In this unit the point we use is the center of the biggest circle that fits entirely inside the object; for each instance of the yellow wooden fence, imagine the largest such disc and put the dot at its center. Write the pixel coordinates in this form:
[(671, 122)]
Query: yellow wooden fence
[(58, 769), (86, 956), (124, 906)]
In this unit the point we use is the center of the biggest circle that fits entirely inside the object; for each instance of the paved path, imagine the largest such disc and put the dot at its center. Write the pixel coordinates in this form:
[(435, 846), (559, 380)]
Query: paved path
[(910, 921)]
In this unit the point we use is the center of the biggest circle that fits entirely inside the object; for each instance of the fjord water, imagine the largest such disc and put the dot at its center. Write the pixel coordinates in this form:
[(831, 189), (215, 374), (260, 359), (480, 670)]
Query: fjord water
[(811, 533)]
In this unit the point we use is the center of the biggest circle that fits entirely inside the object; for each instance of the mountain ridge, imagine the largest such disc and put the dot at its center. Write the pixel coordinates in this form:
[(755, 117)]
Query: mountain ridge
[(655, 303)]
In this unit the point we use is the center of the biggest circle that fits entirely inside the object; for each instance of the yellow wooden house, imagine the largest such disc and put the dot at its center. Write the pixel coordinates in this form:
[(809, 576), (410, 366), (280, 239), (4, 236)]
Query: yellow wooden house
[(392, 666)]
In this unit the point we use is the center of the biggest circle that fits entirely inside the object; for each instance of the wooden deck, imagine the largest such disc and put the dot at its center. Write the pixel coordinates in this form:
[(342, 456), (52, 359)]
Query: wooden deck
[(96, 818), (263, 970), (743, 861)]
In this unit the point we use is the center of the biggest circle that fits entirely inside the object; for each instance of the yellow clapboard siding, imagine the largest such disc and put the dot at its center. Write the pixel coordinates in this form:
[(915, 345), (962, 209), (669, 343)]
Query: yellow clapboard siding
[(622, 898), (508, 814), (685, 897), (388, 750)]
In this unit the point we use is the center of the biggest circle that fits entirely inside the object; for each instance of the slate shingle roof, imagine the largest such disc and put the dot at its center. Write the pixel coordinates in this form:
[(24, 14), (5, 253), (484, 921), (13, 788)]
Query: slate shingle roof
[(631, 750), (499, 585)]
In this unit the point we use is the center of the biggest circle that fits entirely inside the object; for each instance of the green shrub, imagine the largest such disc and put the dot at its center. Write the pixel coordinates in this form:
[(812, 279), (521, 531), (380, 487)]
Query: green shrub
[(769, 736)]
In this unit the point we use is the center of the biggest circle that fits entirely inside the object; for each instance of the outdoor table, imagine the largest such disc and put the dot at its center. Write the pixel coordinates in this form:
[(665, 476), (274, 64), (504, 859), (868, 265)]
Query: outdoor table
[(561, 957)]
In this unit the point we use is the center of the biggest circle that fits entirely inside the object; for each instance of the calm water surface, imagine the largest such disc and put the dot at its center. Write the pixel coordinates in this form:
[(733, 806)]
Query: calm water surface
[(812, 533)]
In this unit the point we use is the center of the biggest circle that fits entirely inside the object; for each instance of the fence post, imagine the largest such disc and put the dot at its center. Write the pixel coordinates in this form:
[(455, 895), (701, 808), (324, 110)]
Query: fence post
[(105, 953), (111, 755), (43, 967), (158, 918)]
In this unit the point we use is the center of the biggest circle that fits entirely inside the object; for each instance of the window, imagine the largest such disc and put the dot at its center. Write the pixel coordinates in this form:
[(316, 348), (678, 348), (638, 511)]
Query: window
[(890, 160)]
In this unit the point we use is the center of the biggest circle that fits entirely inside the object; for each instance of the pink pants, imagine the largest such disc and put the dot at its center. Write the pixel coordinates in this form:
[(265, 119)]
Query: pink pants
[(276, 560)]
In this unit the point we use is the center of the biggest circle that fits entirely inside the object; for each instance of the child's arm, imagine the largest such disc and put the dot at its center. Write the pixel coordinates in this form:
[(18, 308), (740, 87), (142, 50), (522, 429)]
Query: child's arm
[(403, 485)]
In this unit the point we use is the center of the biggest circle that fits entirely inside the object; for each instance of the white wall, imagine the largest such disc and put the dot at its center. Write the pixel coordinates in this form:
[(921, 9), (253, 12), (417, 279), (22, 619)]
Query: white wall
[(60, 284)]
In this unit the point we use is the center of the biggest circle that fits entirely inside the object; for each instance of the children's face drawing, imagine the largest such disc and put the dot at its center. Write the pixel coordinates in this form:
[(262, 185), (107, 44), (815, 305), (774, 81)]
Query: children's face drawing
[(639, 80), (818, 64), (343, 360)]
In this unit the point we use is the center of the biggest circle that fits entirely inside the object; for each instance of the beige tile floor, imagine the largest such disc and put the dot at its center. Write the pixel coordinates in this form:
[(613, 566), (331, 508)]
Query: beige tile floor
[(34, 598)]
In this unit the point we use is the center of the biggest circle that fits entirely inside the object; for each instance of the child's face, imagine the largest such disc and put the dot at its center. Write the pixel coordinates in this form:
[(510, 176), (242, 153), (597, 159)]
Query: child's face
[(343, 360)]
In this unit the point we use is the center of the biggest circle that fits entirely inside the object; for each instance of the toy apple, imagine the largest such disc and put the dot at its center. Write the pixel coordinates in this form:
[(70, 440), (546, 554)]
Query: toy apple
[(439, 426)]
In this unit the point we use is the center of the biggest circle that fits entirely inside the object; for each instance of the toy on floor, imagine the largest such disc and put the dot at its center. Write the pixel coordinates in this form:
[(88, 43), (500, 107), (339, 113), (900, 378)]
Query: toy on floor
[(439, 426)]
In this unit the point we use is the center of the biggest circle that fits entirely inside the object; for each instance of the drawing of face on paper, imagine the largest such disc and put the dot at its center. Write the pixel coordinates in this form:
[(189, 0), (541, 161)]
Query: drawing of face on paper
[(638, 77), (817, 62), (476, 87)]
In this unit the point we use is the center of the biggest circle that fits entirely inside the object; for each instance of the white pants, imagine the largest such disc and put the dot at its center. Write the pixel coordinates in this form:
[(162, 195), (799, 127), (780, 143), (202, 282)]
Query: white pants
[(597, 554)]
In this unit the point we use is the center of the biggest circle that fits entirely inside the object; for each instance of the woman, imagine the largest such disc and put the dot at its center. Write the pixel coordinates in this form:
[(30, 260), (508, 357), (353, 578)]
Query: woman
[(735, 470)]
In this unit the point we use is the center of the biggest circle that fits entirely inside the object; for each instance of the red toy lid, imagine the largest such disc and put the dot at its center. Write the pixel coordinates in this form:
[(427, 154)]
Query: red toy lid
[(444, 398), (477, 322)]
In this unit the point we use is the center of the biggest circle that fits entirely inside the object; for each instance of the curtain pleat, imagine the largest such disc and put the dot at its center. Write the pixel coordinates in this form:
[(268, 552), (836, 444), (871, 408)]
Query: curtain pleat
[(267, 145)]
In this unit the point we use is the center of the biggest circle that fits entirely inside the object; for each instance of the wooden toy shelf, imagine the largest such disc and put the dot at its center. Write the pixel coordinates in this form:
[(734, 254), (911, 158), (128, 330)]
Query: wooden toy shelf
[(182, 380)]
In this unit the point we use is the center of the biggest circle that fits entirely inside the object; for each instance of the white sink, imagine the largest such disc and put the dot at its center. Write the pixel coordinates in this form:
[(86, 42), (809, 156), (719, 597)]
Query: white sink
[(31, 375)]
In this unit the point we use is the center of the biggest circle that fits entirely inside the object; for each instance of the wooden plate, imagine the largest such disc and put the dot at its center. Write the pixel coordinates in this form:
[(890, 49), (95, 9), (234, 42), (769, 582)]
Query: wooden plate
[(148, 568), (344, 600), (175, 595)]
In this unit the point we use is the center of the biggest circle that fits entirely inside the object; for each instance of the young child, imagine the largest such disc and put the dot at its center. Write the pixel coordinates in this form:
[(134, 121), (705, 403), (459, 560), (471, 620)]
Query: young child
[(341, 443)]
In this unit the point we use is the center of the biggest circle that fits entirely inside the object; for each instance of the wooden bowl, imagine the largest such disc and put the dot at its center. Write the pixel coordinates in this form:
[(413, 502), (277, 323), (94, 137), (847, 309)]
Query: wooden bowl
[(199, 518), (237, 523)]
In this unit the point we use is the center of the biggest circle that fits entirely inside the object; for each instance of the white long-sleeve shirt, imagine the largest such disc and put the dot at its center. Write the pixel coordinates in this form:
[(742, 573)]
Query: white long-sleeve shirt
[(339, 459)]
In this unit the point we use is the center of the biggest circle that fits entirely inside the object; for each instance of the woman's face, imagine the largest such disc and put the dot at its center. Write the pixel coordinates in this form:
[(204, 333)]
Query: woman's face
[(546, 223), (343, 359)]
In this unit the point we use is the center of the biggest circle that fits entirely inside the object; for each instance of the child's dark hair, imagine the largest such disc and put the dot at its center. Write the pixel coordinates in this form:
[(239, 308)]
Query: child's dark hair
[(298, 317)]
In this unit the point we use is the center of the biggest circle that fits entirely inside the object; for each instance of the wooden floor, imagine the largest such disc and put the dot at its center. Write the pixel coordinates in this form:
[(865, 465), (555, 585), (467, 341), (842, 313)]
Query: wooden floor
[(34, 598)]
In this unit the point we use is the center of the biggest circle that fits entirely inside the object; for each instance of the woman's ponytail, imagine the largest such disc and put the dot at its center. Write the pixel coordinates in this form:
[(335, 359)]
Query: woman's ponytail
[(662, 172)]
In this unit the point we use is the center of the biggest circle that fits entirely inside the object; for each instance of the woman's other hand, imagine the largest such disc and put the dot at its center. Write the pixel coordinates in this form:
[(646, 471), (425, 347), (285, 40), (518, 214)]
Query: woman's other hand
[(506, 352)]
——
> WHAT THE TASK ASKS
The lines to retype, exactly and only, run from the first line of the material through the line with "[(831, 189), (215, 374), (260, 359), (480, 670)]".

> ANSWER TO THIS PROBLEM
In this unit the point we use is the center of the biggest circle that fits entirely inside the object; for each instance of the yellow wooden fence, imagine the largest such disc and put the dot at its center. Write the pixel coordinates in this form:
[(671, 122)]
Query: yellow wooden fence
[(58, 769), (86, 956), (124, 906)]
In this unit the point we use is the center of the biggest circle that fits entirely inside the object; for each instance of the paved path, imagine the largest such disc and put the dot at its center. Write the pixel coordinates in this form:
[(435, 846), (559, 380)]
Query: paved path
[(910, 921)]
In this unit the point we use is the center of the biggest circle that fits entirely inside the object; for each instance of the fjord water, imagine the largest such disc and put the dot at its center. Write the pixel coordinates in this form:
[(831, 189), (215, 374), (260, 359), (480, 670)]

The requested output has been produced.